EXERCISE MATERIAL
++++++

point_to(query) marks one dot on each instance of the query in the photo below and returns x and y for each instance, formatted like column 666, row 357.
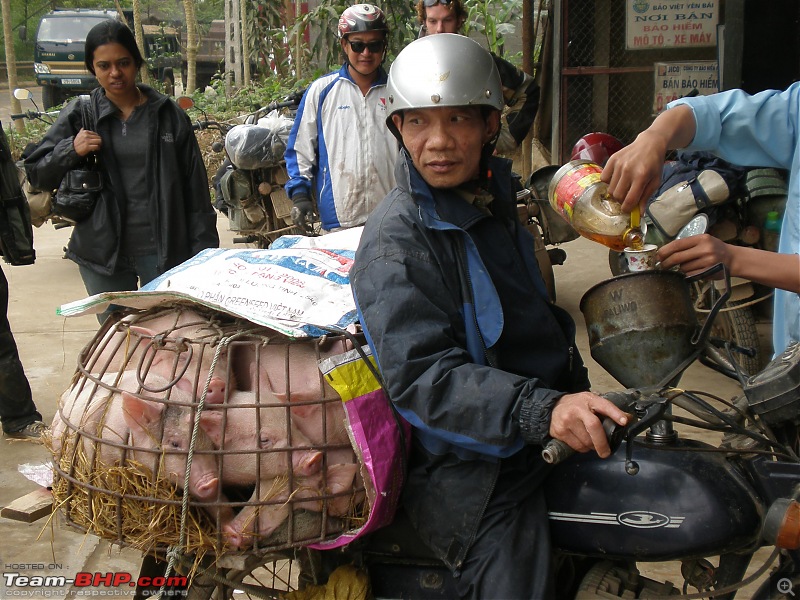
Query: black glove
column 302, row 212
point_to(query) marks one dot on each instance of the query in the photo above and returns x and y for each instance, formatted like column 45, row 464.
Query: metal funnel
column 641, row 326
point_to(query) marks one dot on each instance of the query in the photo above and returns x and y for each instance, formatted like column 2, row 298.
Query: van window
column 66, row 29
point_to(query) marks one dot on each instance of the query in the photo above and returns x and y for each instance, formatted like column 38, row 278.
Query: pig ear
column 138, row 412
column 211, row 423
column 147, row 334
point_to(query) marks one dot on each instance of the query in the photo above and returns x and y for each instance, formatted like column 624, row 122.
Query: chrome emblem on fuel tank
column 643, row 520
column 639, row 519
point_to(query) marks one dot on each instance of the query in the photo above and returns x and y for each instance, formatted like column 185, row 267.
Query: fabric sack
column 16, row 232
column 80, row 188
column 380, row 437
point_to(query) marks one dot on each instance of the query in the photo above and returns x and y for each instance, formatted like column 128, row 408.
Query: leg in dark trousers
column 510, row 558
column 17, row 409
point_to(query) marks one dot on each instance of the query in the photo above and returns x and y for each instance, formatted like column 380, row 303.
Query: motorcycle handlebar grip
column 556, row 451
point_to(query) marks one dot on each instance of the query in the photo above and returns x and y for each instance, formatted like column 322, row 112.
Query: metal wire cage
column 190, row 429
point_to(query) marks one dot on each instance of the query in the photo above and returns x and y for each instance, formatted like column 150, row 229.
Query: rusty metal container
column 641, row 325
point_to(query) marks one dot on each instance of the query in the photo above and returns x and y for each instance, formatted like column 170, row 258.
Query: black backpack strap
column 88, row 122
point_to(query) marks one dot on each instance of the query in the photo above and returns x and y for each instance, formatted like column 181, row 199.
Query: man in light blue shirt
column 760, row 130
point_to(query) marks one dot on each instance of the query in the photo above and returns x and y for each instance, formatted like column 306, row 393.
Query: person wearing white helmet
column 520, row 91
column 472, row 353
column 339, row 151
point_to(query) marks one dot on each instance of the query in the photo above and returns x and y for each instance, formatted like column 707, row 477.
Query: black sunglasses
column 374, row 47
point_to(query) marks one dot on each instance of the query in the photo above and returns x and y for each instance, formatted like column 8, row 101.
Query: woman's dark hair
column 108, row 32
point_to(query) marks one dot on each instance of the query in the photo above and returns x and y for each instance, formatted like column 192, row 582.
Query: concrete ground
column 49, row 346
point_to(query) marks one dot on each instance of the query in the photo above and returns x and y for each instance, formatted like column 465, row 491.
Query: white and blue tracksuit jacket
column 340, row 149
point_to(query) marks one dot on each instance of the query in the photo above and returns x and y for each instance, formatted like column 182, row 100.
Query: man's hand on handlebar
column 577, row 421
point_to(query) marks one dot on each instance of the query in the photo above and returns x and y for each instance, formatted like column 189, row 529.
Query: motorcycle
column 661, row 496
column 249, row 183
column 735, row 207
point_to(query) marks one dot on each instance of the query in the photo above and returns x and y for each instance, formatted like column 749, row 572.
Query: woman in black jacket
column 155, row 210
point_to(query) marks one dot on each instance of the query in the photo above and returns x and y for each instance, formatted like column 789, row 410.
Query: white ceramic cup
column 643, row 259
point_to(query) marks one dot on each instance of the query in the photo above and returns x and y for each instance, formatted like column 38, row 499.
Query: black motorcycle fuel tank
column 683, row 502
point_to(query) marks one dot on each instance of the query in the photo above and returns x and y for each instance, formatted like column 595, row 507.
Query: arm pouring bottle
column 579, row 196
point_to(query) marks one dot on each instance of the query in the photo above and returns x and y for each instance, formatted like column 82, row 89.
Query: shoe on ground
column 32, row 431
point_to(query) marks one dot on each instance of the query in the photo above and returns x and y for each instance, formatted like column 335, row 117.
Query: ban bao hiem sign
column 665, row 24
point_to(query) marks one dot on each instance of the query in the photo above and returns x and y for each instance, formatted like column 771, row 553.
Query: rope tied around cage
column 175, row 553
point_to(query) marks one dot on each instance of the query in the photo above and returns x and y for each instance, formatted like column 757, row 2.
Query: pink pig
column 129, row 427
column 171, row 343
column 331, row 488
column 258, row 438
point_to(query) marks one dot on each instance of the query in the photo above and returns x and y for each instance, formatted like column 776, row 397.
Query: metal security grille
column 603, row 86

++++++

WHAT THE TASK REQUIRES
Please return, word for word, the lines from the one with "182, row 100." through the one with "column 577, row 421", with both of those lines included.

ANSWER TO THIS PROBLEM
point_to(query) marks one dot on each instance of the query in the photo above and returns x and y for each instance, formatted like column 182, row 100.
Query: man's hand on handlebar
column 577, row 421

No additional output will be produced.